[BEGIN SUPPLIED RECORDS]

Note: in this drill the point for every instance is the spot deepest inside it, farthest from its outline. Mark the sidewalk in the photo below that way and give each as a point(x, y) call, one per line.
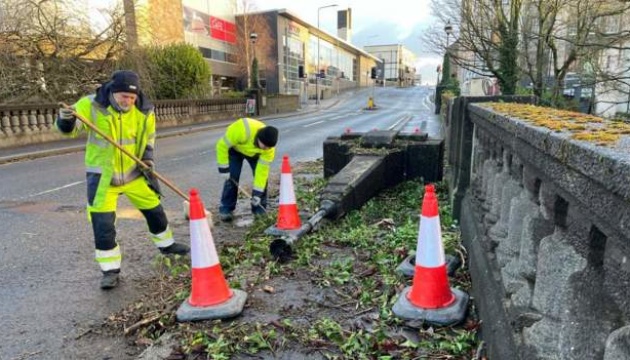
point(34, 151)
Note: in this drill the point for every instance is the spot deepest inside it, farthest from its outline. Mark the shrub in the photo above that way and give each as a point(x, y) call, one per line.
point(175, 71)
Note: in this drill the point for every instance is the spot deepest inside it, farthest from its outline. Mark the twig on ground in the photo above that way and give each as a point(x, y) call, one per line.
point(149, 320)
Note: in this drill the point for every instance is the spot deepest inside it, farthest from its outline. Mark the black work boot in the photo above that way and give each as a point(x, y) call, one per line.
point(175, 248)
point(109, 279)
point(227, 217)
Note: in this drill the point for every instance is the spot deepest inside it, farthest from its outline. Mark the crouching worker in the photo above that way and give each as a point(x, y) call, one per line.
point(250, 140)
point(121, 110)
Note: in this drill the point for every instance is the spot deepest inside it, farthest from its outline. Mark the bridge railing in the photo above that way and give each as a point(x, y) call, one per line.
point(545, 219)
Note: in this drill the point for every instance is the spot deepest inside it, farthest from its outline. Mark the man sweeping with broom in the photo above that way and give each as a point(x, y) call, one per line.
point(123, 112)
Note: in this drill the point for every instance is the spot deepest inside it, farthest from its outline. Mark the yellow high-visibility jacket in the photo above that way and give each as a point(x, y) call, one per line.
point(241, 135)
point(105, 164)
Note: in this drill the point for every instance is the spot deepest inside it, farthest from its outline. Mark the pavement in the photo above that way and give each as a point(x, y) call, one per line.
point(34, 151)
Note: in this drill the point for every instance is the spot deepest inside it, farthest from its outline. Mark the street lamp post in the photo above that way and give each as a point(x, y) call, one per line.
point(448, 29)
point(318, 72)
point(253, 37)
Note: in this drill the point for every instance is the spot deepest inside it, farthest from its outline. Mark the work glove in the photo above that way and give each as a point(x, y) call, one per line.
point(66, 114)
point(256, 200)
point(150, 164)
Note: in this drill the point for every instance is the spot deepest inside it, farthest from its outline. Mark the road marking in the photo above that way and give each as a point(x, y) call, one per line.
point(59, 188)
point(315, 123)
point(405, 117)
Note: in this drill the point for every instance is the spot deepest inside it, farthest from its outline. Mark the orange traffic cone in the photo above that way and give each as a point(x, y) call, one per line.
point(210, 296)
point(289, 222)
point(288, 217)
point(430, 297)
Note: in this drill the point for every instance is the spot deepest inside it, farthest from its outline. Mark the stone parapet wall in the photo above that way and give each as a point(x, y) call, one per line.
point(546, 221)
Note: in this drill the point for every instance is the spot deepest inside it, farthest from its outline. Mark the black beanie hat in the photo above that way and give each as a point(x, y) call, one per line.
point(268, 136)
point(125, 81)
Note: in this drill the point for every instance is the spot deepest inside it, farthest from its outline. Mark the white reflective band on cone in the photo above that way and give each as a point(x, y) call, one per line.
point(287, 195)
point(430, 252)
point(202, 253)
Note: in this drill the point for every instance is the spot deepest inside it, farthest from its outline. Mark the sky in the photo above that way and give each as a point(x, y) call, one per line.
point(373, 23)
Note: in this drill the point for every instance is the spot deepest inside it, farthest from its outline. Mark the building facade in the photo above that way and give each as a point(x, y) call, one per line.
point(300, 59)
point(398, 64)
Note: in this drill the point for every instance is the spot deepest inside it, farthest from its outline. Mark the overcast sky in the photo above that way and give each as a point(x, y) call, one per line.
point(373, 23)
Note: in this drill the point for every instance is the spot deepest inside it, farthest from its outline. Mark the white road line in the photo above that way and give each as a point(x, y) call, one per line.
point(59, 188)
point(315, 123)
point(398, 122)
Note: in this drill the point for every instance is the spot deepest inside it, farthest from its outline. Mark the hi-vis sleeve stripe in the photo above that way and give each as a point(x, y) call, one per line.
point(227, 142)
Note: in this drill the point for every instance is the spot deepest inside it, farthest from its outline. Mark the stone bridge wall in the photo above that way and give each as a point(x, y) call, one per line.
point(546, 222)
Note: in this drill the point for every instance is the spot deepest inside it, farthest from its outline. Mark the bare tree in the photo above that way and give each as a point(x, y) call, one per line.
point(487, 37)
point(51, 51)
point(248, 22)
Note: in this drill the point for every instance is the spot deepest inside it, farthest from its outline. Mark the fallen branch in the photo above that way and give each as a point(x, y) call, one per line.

[END SUPPLIED RECORDS]

Put the lines of the material above, from the line with "Mark the twig" up to and including the line with "point(149, 320)", into a JSON list of strings, one string per line and blank lines left out.

REPLY:
[
  "Note: in this drill the point for every instance is the spot deepest inside it, farthest from its outline. Mark the twig on ground in the photo above that way and give each as a point(x, y) call, one per line.",
  "point(149, 320)"
]